Job 1: Copy the stretch from "Really? I remember" through "able to achieve." in the cauliflower steak article, replacing "Brussels sprouts" with "broccoli rabe".

Page text:
Cauliflower: The New Face Of Steak
About author / Amy Powell
World traveler; gourmet 30 minute meals; lover of exotic ingredients; winner on FoodTV's Chefs vs City; graduate French Culinary Institute. Her recipes will tantalize your taste buds.

It is not every day that the most talked about dish at a new hot restaurant is the cauliflower. I don’t just mean there is a chunk of meat with a side of cauliflower. Nor do I mean that the cauliflower has been transformed into an unrecognizable version of its former self via the magic of molecular gastronomy. No, I’m talking about the full head of florets on display as the main feature of a new approach to cooking this member of the cabbage family: the cauliflower steak.
My first encounter with this novel interpretation was on a recent visit to Superba Snack Bar, a hip new restaurant in a residential section of Venice Beach. The early reviews and recommendations all shared a common awe for one must-eat dish: "cauliflower T-bone, parsley puree, orange and olive pistou."
Really? I remember thinking. I mean, I like cauliflower probably more than even the average person but even then, it is not the sort of vegetable that tends to evoke such passion, even in an age of Brussels sprouts and kale mania.
Upon ordering that evening, I was quick to realize the ingenuity behind Chef Jason Neroni’s concept. In a city particularly prone to food trends and populated with more than its fair share of vegetarians and vegans, turning a hearty vegetable such as cauliflower into a "steak" elevates the winter crop to a status that most vegetable plates are never able to achieve.
Neroni’s steak is a thick center cut of the cauliflower head which leaves the florets, otherwise prone to fall apart, attached intact to the hardy, edible stem which is more often discarded. The steak is then roasted until caramelized, a trick that cauliflower does almost as well as a New York strip. Served whole, topped with the sort of biting, pungent topping that compliments the fattiness of a red meat as well sweet, "meaty" cauliflower.
I found the cauliflower "t-bone" easy to replicate at home. Two, 1-inch thick center cut slices seemed suitable for appetizers for four, or a light supper for two. I produced the initial golden brown on both sides with a turn in the skillet and a solid chunk of butter combined with olive oil (just because you are eating vegetables does not mean this has to be health food). It took only an additional twelve minutes in a 400 degrees F oven for the stem to be tender enough to pierce with a paring knife.
While the cauliflower roasted, I whipped up a classic Argentinian accompaniment for meat: chimmichurri. The pungent combination of parsley, oregano, garlic, red wine vinegar and olive oil was just the right balance of herbs and acid to compliment the sweet, roasted vegetable steak. For an extra kick of brine, I threw in a tablespoon of minced capers.

(Point labeling dataset excerpts)
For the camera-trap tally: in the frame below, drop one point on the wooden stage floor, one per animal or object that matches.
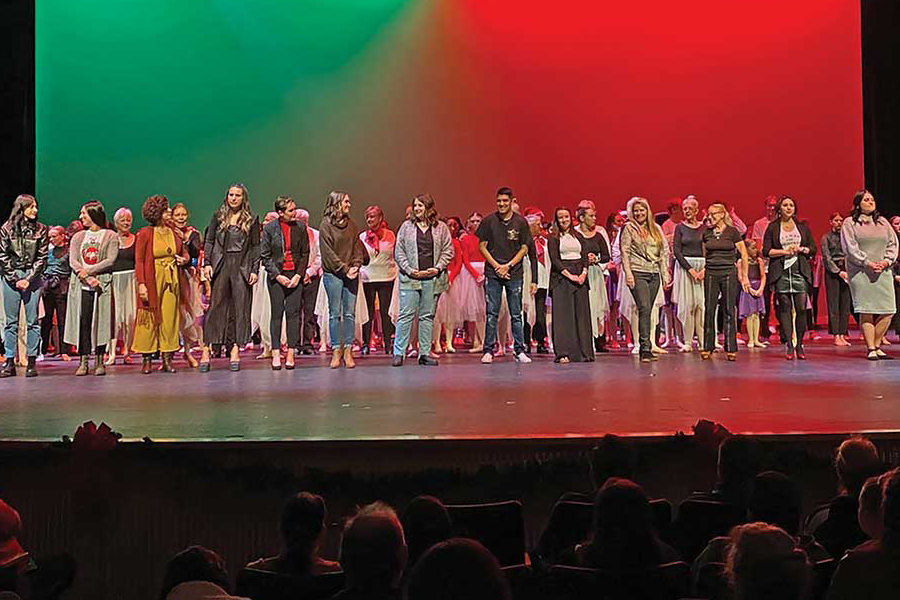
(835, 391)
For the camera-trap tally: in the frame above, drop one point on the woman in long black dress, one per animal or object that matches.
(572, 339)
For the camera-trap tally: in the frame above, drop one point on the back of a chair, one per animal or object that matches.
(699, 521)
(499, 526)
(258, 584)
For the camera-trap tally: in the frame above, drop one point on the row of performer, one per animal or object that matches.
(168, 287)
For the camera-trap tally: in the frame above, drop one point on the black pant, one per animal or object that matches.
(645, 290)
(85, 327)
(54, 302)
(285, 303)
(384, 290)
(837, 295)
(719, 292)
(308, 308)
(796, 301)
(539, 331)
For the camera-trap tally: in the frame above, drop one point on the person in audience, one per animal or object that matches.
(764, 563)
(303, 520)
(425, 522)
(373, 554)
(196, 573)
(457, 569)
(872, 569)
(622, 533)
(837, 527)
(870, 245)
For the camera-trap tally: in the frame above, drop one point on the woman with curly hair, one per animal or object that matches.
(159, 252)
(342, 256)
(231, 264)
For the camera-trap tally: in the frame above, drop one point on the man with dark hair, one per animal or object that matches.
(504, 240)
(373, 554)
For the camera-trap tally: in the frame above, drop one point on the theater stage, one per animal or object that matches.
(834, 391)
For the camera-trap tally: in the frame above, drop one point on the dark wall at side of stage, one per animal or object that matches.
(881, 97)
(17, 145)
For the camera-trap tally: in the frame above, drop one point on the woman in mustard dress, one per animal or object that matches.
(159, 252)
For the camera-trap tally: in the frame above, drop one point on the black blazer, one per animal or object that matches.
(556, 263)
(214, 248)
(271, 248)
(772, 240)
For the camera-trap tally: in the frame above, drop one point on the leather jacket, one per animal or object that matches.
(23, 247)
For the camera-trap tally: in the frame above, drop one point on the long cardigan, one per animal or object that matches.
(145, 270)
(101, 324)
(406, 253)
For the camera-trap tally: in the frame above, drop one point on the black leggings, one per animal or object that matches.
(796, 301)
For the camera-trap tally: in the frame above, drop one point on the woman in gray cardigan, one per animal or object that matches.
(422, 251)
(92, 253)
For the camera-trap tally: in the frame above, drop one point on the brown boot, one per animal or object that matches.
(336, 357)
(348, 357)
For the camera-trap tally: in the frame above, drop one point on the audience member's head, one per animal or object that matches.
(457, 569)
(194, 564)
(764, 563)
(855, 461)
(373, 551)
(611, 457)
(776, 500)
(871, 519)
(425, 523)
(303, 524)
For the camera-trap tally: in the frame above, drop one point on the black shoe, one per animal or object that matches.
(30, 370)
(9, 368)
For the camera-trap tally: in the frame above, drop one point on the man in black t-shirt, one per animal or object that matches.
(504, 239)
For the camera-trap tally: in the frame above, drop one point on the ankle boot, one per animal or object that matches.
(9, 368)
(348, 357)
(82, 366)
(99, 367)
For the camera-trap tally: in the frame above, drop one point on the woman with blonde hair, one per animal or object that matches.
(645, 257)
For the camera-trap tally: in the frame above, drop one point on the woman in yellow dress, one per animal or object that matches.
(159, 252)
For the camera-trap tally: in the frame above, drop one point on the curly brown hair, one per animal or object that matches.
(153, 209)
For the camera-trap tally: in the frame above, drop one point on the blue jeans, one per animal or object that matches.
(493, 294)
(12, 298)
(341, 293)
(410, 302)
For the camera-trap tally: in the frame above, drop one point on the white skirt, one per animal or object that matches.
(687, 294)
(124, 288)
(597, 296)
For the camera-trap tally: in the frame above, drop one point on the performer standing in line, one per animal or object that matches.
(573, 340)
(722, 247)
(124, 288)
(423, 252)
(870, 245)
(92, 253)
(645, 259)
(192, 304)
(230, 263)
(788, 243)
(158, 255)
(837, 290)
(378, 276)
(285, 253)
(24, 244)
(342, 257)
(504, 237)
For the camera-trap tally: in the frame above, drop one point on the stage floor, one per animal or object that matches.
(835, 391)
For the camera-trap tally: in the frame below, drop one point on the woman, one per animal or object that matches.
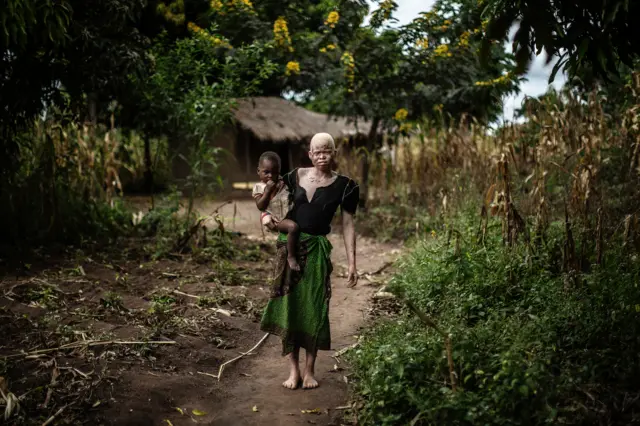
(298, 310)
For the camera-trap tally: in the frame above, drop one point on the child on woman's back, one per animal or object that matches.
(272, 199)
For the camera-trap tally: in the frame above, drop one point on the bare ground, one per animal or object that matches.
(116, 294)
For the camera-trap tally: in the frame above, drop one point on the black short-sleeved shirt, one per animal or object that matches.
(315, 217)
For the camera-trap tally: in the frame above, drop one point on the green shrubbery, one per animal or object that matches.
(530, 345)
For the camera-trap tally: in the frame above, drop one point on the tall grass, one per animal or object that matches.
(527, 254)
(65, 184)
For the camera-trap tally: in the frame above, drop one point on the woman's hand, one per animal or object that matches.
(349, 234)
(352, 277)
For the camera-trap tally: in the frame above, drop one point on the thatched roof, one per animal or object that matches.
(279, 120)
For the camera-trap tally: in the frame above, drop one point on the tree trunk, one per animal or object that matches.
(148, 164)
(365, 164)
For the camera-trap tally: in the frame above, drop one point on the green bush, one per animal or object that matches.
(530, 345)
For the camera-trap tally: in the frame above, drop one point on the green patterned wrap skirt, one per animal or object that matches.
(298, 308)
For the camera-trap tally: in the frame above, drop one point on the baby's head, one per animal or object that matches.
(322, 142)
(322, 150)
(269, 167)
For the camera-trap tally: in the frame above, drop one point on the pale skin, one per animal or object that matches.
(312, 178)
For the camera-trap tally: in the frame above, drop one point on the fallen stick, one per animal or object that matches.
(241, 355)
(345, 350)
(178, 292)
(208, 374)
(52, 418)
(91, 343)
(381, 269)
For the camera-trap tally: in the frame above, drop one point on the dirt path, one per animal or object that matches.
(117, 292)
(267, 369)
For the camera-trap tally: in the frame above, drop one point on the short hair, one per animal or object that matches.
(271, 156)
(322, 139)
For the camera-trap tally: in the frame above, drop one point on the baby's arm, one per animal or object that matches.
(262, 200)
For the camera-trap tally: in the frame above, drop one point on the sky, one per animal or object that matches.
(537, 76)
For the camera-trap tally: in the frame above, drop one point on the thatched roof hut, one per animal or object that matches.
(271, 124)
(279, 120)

---

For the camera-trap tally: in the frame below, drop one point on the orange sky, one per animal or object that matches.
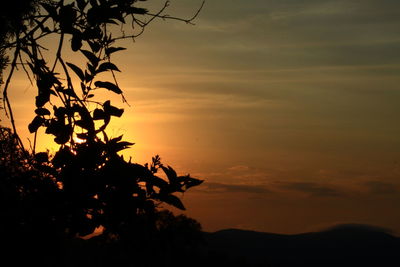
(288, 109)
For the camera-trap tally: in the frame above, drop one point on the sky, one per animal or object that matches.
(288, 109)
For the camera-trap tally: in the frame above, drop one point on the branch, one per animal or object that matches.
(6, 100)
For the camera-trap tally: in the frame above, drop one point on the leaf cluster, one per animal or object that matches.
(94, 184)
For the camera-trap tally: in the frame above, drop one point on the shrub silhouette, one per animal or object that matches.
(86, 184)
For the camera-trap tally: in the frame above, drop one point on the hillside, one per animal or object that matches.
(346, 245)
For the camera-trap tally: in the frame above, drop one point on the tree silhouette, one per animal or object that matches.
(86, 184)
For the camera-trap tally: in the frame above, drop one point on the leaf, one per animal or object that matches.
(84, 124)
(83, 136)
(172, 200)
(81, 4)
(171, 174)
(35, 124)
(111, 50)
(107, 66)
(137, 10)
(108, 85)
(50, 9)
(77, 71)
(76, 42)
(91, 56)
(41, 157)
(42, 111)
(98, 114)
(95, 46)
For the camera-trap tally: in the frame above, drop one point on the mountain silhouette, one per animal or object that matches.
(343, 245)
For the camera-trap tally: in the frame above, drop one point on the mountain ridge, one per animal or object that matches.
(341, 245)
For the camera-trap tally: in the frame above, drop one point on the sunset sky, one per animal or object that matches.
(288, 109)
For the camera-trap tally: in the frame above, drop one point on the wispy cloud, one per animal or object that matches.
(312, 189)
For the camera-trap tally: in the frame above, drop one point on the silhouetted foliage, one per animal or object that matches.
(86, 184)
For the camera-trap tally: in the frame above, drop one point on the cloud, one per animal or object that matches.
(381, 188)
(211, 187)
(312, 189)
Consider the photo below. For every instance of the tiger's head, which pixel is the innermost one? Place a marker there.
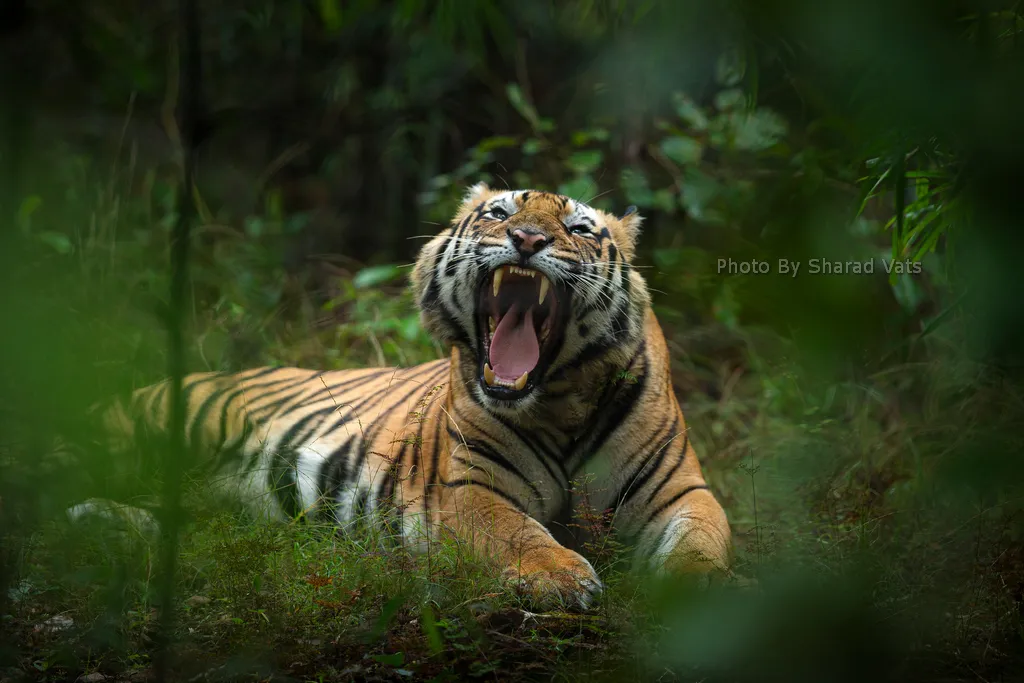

Job 2: Please tally how many lines of the entries contain the string "dark" and give only that number.

Full response 1:
Really? I remember thinking. I mean, I like cauliflower probably more than even the average person but even then, it is not the sort of vegetable that tends to evoke such passion, even in an age of broccoli rabe and kale mania.
Upon ordering that evening, I was quick to realize the ingenuity behind Chef Jason Neroni’s concept. In a city particularly prone to food trends and populated with more than its fair share of vegetarians and vegans, turning a hearty vegetable such as cauliflower into a "steak" elevates the winter crop to a status that most vegetable plates are never able to achieve.

Full response 2: 2